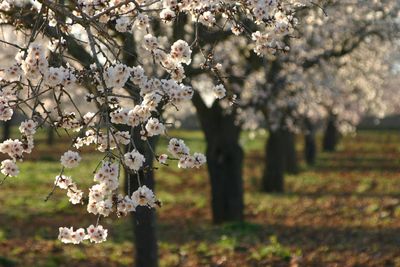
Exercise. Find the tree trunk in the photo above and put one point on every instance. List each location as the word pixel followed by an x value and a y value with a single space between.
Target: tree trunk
pixel 310 146
pixel 289 142
pixel 144 219
pixel 224 161
pixel 50 136
pixel 225 170
pixel 331 135
pixel 273 178
pixel 7 130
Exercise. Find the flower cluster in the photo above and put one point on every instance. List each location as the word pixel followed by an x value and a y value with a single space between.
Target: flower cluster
pixel 65 182
pixel 96 234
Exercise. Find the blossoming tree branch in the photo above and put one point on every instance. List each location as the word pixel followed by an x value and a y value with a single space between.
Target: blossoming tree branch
pixel 51 71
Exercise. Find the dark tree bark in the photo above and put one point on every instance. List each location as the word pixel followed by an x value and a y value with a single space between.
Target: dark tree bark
pixel 310 146
pixel 273 177
pixel 224 161
pixel 6 130
pixel 50 136
pixel 331 135
pixel 144 219
pixel 289 142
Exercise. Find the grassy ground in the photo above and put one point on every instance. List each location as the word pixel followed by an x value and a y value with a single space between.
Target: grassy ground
pixel 343 212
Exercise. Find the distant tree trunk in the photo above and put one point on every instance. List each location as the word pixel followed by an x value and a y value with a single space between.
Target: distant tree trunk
pixel 331 135
pixel 144 219
pixel 50 136
pixel 6 130
pixel 310 147
pixel 224 161
pixel 273 177
pixel 289 142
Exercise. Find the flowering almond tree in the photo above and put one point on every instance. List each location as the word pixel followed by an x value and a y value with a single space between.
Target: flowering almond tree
pixel 132 61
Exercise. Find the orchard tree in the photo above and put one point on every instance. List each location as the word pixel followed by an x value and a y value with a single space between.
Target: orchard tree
pixel 116 50
pixel 327 33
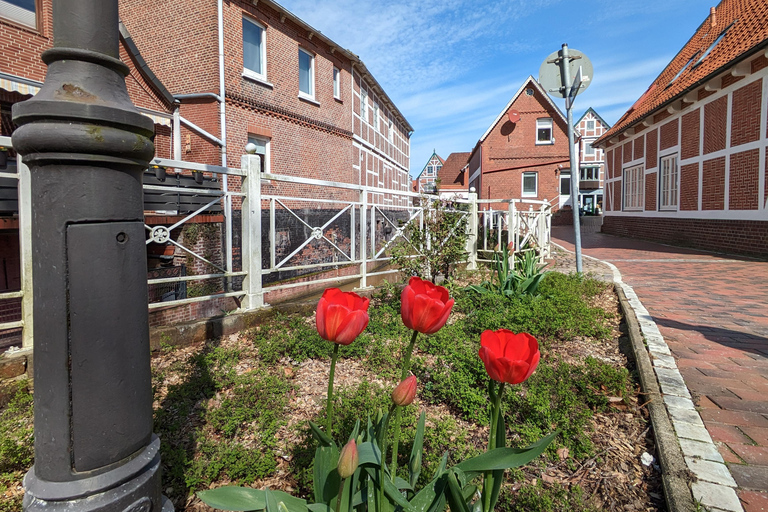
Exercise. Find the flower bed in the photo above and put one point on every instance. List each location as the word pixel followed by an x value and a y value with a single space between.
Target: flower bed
pixel 237 411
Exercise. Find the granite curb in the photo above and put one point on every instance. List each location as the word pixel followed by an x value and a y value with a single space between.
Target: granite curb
pixel 693 471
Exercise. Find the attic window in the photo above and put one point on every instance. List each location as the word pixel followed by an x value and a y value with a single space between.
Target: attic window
pixel 711 47
pixel 684 67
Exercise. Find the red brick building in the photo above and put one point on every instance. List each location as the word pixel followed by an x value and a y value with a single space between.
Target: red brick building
pixel 524 152
pixel 427 180
pixel 453 178
pixel 591 160
pixel 687 163
pixel 311 107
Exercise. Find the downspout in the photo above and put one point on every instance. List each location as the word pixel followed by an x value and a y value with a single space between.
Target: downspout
pixel 223 123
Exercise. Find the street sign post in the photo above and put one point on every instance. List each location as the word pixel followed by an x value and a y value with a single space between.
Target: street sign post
pixel 555 76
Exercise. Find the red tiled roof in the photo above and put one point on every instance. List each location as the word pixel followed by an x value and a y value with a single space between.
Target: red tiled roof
pixel 747 32
pixel 450 174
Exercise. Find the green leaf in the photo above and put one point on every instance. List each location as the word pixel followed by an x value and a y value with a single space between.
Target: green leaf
pixel 234 498
pixel 414 463
pixel 453 494
pixel 321 436
pixel 391 491
pixel 326 476
pixel 368 454
pixel 505 458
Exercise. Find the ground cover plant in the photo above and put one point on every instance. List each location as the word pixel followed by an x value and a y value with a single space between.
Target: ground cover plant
pixel 236 411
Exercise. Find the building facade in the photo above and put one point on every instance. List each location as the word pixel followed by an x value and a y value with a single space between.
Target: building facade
pixel 427 180
pixel 591 161
pixel 524 153
pixel 687 163
pixel 453 178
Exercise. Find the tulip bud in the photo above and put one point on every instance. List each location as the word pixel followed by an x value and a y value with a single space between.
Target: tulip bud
pixel 348 460
pixel 405 392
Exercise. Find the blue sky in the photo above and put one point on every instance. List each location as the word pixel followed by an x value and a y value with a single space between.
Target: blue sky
pixel 451 66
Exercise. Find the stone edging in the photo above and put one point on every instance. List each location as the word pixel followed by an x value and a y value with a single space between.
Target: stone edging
pixel 686 450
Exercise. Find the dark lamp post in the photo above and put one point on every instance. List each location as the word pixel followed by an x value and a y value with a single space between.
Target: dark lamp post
pixel 86 147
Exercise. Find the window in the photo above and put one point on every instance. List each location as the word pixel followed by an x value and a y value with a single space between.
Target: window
pixel 254 50
pixel 544 131
pixel 530 184
pixel 336 83
pixel 589 174
pixel 633 188
pixel 668 183
pixel 20 11
pixel 306 74
pixel 262 149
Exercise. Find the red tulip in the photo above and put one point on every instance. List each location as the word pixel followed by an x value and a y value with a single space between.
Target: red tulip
pixel 348 460
pixel 509 357
pixel 405 392
pixel 341 316
pixel 425 307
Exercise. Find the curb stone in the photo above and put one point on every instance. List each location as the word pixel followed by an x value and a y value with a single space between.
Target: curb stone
pixel 692 467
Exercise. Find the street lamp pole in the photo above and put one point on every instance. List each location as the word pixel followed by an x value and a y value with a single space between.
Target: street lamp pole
pixel 86 147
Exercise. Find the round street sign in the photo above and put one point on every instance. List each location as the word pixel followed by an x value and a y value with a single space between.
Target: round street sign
pixel 549 73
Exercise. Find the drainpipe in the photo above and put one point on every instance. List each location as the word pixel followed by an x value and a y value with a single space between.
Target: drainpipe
pixel 223 122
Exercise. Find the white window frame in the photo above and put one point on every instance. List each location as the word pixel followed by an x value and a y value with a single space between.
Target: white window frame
pixel 336 83
pixel 252 73
pixel 535 192
pixel 543 123
pixel 311 94
pixel 364 105
pixel 633 190
pixel 669 183
pixel 19 15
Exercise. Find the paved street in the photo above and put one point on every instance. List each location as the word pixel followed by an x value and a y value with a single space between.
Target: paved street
pixel 712 311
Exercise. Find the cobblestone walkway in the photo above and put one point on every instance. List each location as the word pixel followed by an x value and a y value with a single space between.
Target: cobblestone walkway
pixel 712 311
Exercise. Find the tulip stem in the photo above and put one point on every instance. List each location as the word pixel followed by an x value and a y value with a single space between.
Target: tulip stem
pixel 396 442
pixel 329 406
pixel 495 411
pixel 407 356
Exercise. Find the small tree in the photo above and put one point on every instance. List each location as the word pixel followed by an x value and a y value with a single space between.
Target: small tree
pixel 435 248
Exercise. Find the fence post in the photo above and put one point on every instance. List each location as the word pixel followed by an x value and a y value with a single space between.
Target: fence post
pixel 25 242
pixel 472 231
pixel 254 293
pixel 364 238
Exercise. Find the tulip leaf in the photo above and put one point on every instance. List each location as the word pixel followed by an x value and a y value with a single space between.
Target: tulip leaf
pixel 431 498
pixel 234 498
pixel 368 454
pixel 326 484
pixel 414 463
pixel 391 491
pixel 321 436
pixel 505 458
pixel 453 494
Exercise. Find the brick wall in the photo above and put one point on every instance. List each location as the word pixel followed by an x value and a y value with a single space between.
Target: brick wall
pixel 715 121
pixel 650 191
pixel 731 236
pixel 689 187
pixel 745 113
pixel 689 138
pixel 743 180
pixel 713 184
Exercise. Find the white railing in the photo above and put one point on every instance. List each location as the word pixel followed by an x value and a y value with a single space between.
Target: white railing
pixel 25 257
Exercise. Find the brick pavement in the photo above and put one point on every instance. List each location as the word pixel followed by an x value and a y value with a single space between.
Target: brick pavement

■ ■ ■ ■ ■ ■ ■

### What you have to do
Please rewrite all of the data above as a numbered list, one line per item, without blank lines. Leave the pictures out of your answer.

### Answer to the task
1. Exercise. Find the tree trunk in the photo above and put one point on every instance. List each location as the word pixel followed by an x value and a y value with a single space between.
2. Target: tree trunk
3. pixel 310 146
4. pixel 289 142
5. pixel 144 219
6. pixel 224 161
7. pixel 50 136
8. pixel 225 170
9. pixel 331 135
10. pixel 273 178
11. pixel 7 130
12. Exercise. Find the flower cluster in the photo above and put one point on every instance. List each location as the word pixel followed by an x value and a y value with a single space between.
13. Target: flower cluster
14. pixel 65 182
15. pixel 96 234
16. Exercise. Find the blossoming tree branch in the photo above and put one point on every instance. List each location as the word pixel followed by an x value and a y value with a single space between.
17. Target: blossoming tree branch
18. pixel 51 71
19. Exercise. Find the dark tree bark in the photo above and put one point on every instance. List each location as the word pixel followed by an x value and a y value with a single space between.
20. Target: dark tree bark
21. pixel 310 146
22. pixel 273 177
23. pixel 224 161
24. pixel 6 130
25. pixel 50 136
26. pixel 331 135
27. pixel 144 219
28. pixel 289 142
29. Exercise. Find the grassy ground in the photo above and put one point on every instance. List each location as the word pixel followed by an x value and a y value with a single space between.
30. Target: grassy ground
31. pixel 343 212
32. Exercise. Find the distant tree trunk in the photo above and put one point on every instance. List each location as the word pixel followed by an x value and a y value with a single space between.
33. Target: distant tree trunk
34. pixel 331 135
35. pixel 144 219
36. pixel 50 136
37. pixel 6 130
38. pixel 310 147
39. pixel 224 161
40. pixel 273 177
41. pixel 289 142
42. Exercise. Find the flowering almond tree in the photo above and put one point on every instance. List each location as the word pixel followed by an x value and a y value with a single space between.
43. Target: flowering almond tree
44. pixel 132 61
45. Exercise. Find the orchard tree in the photo above and put one point on every instance. List each location as the word pixel followed by an x value and a y value with a single space between.
46. Target: orchard tree
47. pixel 116 50
48. pixel 327 33
49. Exercise. Find the flower bed in the photo above and put one point on every instance. List each location as the word pixel followed by an x value and a y value with a single space between.
50. Target: flower bed
51. pixel 237 411
52. Exercise. Find the granite curb in the photo above and put one point on every instance. List each location as the word pixel followed by an x value and a y value with a single space between.
53. Target: granite curb
54. pixel 693 471
55. Exercise. Find the attic window in the photo above and put one point on every instance. List each location as the word pixel followed by an x value and a y value with a single space between.
56. Target: attic window
57. pixel 711 47
58. pixel 684 67
59. Exercise. Find the red brick building in the photo above and put one point on every instance. List each location as the word pixel followed by an x value and a y value with a single space between.
60. Target: red brick building
61. pixel 524 152
62. pixel 427 180
63. pixel 453 178
64. pixel 591 160
65. pixel 687 163
66. pixel 311 107
67. Exercise. Find the downspout in the photo above and put one point on every instance. List each location as the word pixel followed by an x value and a y value with a single space between.
68. Target: downspout
69. pixel 223 123
70. Exercise. Find the street sign post in the photo above and put one point on every instance. List each location as the word pixel followed by an x value and a y value with a single space between.
71. Target: street sign post
72. pixel 555 76
73. Exercise. Find the red tiled roof in the photo above and put one point on every instance. List each location as the word pixel followed by an x value and a y value with a single space between.
74. Target: red tiled roof
75. pixel 747 32
76. pixel 450 174
77. Exercise. Find the green leaf in the photo above and put one point on every instance. List each location as the word pixel followed by an x value and a y value with a single space between.
78. Target: green leaf
79. pixel 234 498
80. pixel 414 463
81. pixel 453 494
82. pixel 321 436
83. pixel 391 491
84. pixel 326 476
85. pixel 368 454
86. pixel 505 458
87. Exercise. Find the ground cover plant in the photo above and put one point on every instance. List each location as the word pixel followed by an x value and a y value with a single space between.
88. Target: ground cover plant
89. pixel 236 411
90. Exercise. Find the building facade in the photo above and put one point on every instance. List each location as the word pixel followed by an x value and a y value with a single space between.
91. Target: building facade
92. pixel 427 180
93. pixel 591 161
94. pixel 524 153
95. pixel 687 163
96. pixel 453 178
97. Exercise. Find the tulip bud in the photo above and put one point on every instance. List each location as the word pixel followed by an x value and a y value with a single space between.
98. Target: tulip bud
99. pixel 348 460
100. pixel 405 392
101. Exercise. Find the blue sky in the photo above and put one point on every instance. List each location as the word pixel followed by an x value and a y value with a single space between.
102. Target: blue sky
103. pixel 451 66
104. Exercise. Find the stone edging in the photo above and put one point on every instance. List each location as the word pixel followed by an x value and a y value with a single space between.
105. Target: stone edging
106. pixel 686 450
107. Exercise. Find the dark lamp post in the photo above and put one point on every instance. List each location as the word pixel followed by an x value and a y value with a single space between.
108. Target: dark lamp post
109. pixel 86 147
110. Exercise. Find the window in the photo above and put one point on every instance. List each location as the word pixel followed by an x value and a y value with a single space between.
111. Target: window
112. pixel 254 50
113. pixel 544 131
114. pixel 530 184
115. pixel 336 83
116. pixel 589 174
117. pixel 633 188
118. pixel 668 183
119. pixel 20 11
120. pixel 306 74
121. pixel 262 149
122. Exercise. Find the red tulip in the photo above and put one point on every instance. List each location as the word pixel followed by an x value and a y value with a single space between.
123. Target: red tulip
124. pixel 348 460
125. pixel 509 357
126. pixel 405 392
127. pixel 341 316
128. pixel 425 307
129. Exercise. Find the curb stone in the photo above and put one point on every instance. List each location as the word pixel followed by an x value and a y value with a single space between.
130. Target: curb stone
131. pixel 692 467
132. Exercise. Find the street lamp pole in the photo above and put one point on every instance. List each location as the word pixel followed by an x value and a y value with a single space between.
133. Target: street lamp pole
134. pixel 86 147
135. Exercise. Find the round street sign in the photo above and put one point on every instance. List each location as the word pixel followed by an x value and a y value with a single space between.
136. Target: round street sign
137. pixel 549 73
138. Exercise. Find the drainpipe in the photo above and put one point on every instance. List each location as the word pixel followed by an x value and a y value with a single space between.
139. Target: drainpipe
140. pixel 223 122
141. Exercise. Find the white window frame in the photo above and put one point on every instance. List each location as the word pixel followed by an x value and a y value with a single space between.
142. Target: white window frame
143. pixel 336 83
144. pixel 252 73
145. pixel 535 192
146. pixel 543 123
147. pixel 311 94
148. pixel 364 105
149. pixel 633 190
150. pixel 669 183
151. pixel 19 15
152. Exercise. Find the paved street in the photo above and put one point on every instance. List each location as the word pixel followed by an x value and a y value with a single space between.
153. Target: paved street
154. pixel 712 311
155. Exercise. Find the cobblestone walkway in the photo above and put one point on every instance. List each location as the word pixel followed by an x value and a y value with a single space between.
156. Target: cobblestone walkway
157. pixel 712 311
158. Exercise. Find the tulip stem in the photo above and put one point on every instance. List each location as the word pixel followed by an x value and a y value with a single space between.
159. Target: tulip stem
160. pixel 396 442
161. pixel 329 406
162. pixel 495 411
163. pixel 407 356
164. Exercise. Find the small tree in the photo above and put one point on every instance. List each location as the word pixel followed by an x value and a y value with a single space between.
165. Target: small tree
166. pixel 435 248
167. Exercise. Find the fence post in the photo above and put one point on every instance. List each location as the word pixel followed by an x value and a y value with a single space between.
168. Target: fence post
169. pixel 25 242
170. pixel 472 231
171. pixel 254 293
172. pixel 364 238
173. Exercise. Find the tulip leaf in the photo above and put one point on every instance. List each location as the word pixel followed by an x value and a y value with a single space between.
174. Target: tulip leaf
175. pixel 431 498
176. pixel 234 498
177. pixel 368 454
178. pixel 326 484
179. pixel 414 463
180. pixel 391 491
181. pixel 321 436
182. pixel 505 458
183. pixel 453 494
184. Exercise. Find the brick wall in the photo above and put one point on every instance. List each location as the word pixel followed by an x value and a y value with a single space between.
185. Target: brick wall
186. pixel 715 121
187. pixel 650 191
188. pixel 731 236
189. pixel 689 187
190. pixel 745 113
191. pixel 689 138
192. pixel 743 180
193. pixel 713 184
194. Exercise. Find the white railing in the photo above and put one point on every instance. List each location as the word pixel followed by an x value and a y value with a single space between.
195. Target: white railing
196. pixel 25 257
197. Exercise. Find the brick pavement in the photo above and put one point on every instance. List each location as the word pixel followed by an x value and a y value with a single space between.
198. Target: brick pavement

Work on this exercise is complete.